*Części zadania:*
(a) Streść tekst o ciasteczkach serowych w dwóch zdaniach.
(b) Ile gram ma opakowanie serka Philadelphia według tekstu o ciasteczkach serowych?
(c) Kontynuuj tekst o ciasteczkach serowych, zaczynając po jego ostatnim zdaniu.
··· Fragment tekstu
Ładniejsza kruche ciasteczka serowe wypatrzyła na Instagramie i z miejsca zakochała się w ich kształcie. Czyż nie są piękne? Więcej przepisów, naszych i recenzji blogów oraz książek kucharskich znajdziecie tu: klik.
Ciasteczka serowe
Przepis na te ciasteczka znajdziecie tu: I Love Bake. Jedyne, co pozwoliliśmy sobie zmienić to dwa składniki: cukier i serek. Nie mając pod ręką cukru kryształ do obtaczania użyliśmy zwykłego cukru. A zamiast serka Philadelphia daliśmy serek Goldessa firmy Miliona. Po pierwsze ma bardzo dobry skład: tylko śmietanka, mleko, sól i kultury bakterii. Kupiliśmy go w Lidlu i spisał sie dobrze. Po drugie plusem tego serka jest jego gramatura. Opakowanie ma 200 gram, czyli dokładnie tyle ile potrzeba do zrobienia ciasteczek. Z kolei serek Philadelphia ma tylko 125 gram, więc potrzebne są aż dwa opakowania. A na koniec i tak zostaje jeszcze 50 gram z którymi nie wiadomo co dalej zrobić.
······
··· Wybrane dane
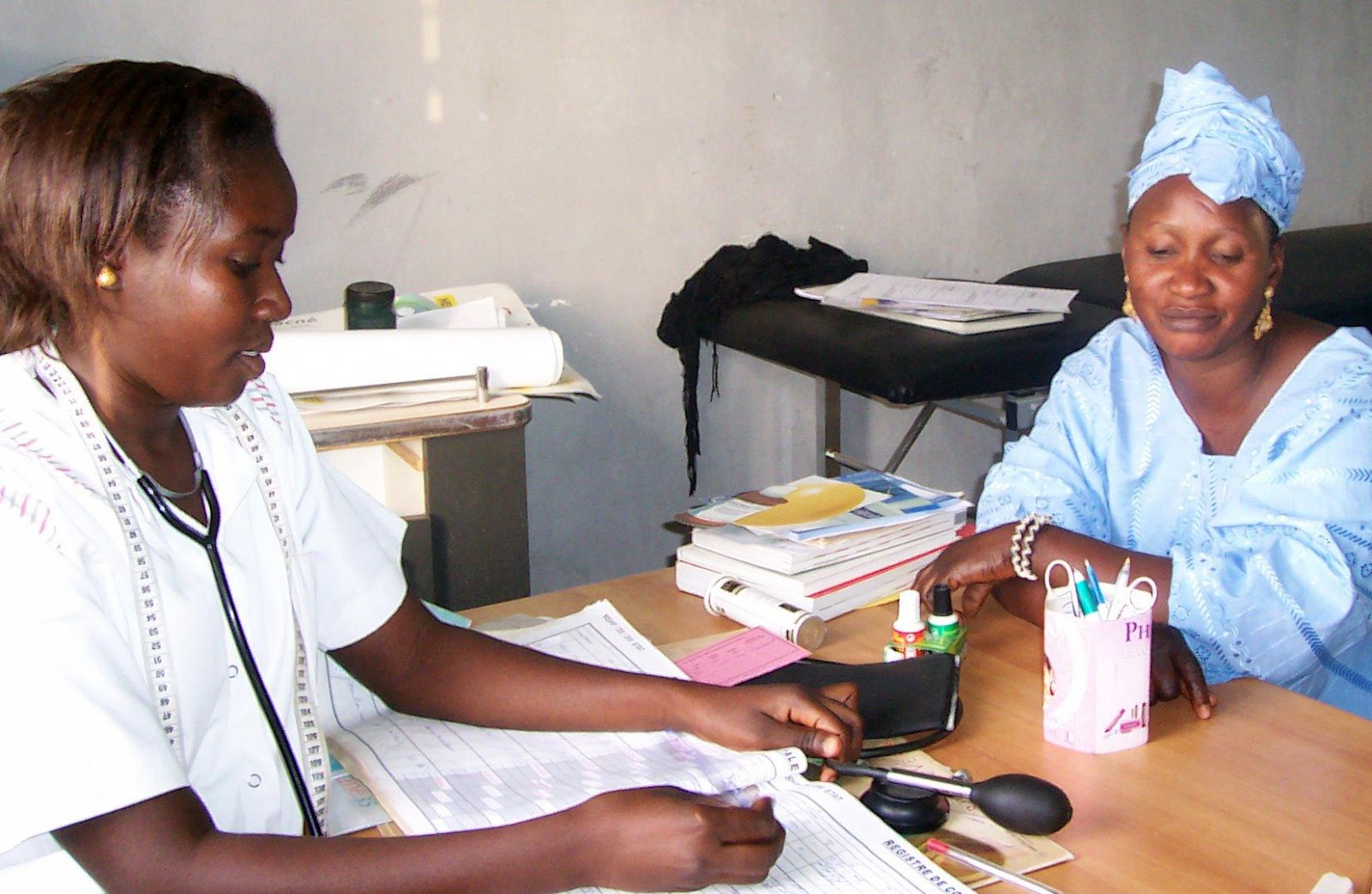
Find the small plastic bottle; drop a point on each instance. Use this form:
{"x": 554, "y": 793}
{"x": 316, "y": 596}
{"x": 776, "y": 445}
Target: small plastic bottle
{"x": 907, "y": 630}
{"x": 943, "y": 620}
{"x": 370, "y": 304}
······
*Odpowiedzi:*
(a) Przepis na kruche ciasteczka serowe pochodzi z I Love Bake i zmieniono w nim tylko dwa składniki: cukier i serek. Zamiast serka Philadelphia użyto serka Goldessa firmy Miliona, który ma dobry skład i opakowanie o gramaturze 200 gram, czyli dokładnie tyle, ile potrzeba do zrobienia ciasteczek.

(b) Opakowanie serka Philadelphia ma 125 gram.

(c)
Zmodyfikowaliśmy jeszcze kwestię temperatury. Najpierw piekliśmy ciacha 25 minut w 175 stopniach. Bez termoobiegu obawiając się zbyt szybkiego rumienienia się. Po tym czasie kolejne 15 minut i jeszcze kolejne 10 tym razem z termoobiegiem. Wyszły blade, w porownaniu ze zdjeciami z bloga. Znowu więc pojawia się kwestia piekarnika, że jeden drugiemu nierówny. Dziś ładniejsza zabiera się za tematu po raz drugi. Po wczorajszych ciachach nie został nawet okruch. Są mega turbo pyszne!
Za drugim podejściem wyszły bardziej rumiane. Ładniejsza piekła je w 170 stopniach przez 25 minut, raz po raz nerwowo rzucając kątem oka na zawartość piekarnika. Udało się upiec ciastka do końca, bez przedwczesnego wyciagania ich z piekarnika. Towarzyszące pieczeniu napięcie udało się wytrzymać dzięki ręcznemu myciu garów i paczce ptasiego mleczka. Cytrynowego.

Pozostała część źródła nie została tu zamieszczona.